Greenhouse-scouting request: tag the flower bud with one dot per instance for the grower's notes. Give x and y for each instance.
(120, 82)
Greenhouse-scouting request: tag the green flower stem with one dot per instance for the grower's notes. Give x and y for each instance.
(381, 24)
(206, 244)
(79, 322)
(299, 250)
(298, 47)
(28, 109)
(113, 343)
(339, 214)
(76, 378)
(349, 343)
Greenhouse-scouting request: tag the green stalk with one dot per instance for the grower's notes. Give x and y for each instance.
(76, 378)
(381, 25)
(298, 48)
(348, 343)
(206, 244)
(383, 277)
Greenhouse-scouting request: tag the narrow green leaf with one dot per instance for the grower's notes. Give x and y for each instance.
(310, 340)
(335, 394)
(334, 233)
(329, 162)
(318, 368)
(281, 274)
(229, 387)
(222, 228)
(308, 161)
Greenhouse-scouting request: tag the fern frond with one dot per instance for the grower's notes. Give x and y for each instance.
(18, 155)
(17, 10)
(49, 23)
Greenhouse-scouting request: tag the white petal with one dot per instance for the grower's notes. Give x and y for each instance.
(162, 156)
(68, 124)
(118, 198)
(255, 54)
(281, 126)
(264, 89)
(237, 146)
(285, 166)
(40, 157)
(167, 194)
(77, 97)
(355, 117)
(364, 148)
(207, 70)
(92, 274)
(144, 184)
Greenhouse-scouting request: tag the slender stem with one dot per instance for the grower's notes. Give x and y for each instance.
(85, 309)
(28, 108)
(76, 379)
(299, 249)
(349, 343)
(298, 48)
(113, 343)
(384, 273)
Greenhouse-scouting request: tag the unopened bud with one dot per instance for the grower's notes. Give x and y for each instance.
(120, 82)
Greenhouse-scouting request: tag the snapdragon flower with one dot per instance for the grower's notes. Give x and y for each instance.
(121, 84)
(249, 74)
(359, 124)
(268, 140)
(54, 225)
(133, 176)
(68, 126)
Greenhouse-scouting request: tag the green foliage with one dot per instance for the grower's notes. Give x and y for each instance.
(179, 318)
::::::::::
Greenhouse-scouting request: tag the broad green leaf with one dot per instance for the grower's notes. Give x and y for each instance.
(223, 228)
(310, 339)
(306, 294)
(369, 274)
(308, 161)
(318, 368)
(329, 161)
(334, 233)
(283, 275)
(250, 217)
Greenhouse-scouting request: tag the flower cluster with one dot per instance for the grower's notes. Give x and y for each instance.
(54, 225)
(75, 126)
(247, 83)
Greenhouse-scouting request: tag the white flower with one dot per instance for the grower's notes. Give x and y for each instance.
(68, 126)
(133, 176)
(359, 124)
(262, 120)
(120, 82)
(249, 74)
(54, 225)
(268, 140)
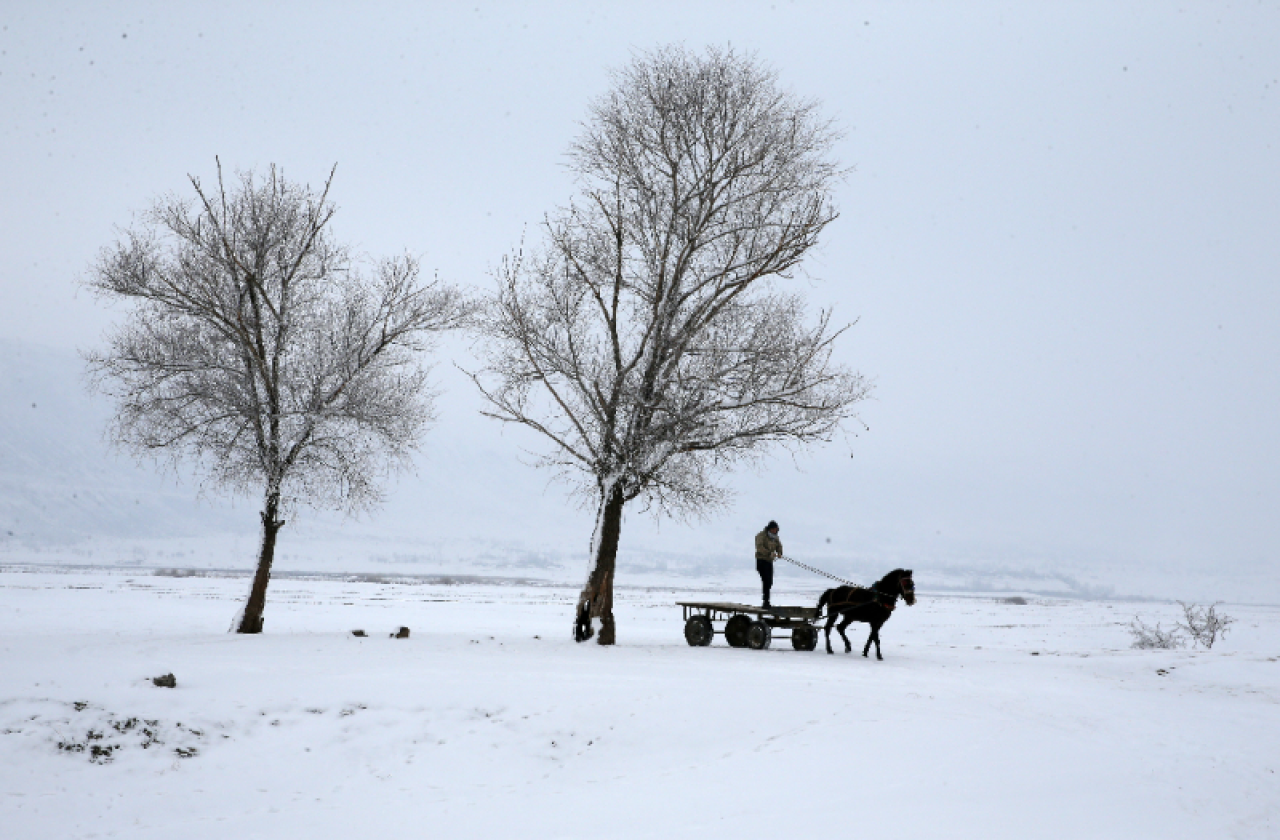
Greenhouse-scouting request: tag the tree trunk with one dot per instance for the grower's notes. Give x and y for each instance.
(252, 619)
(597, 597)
::::::::::
Which lines in the entries above contain the word "leaf"? Copy each of those lines in full.

Greenhouse-scouting request: tag the narrow green leaf with one dot per instance for the grower's notes. Give x and y for each instance.
Greenhouse-scouting request: tag the broad green leaf with one dot per instance for the grower's notes. Give x and y for each instance.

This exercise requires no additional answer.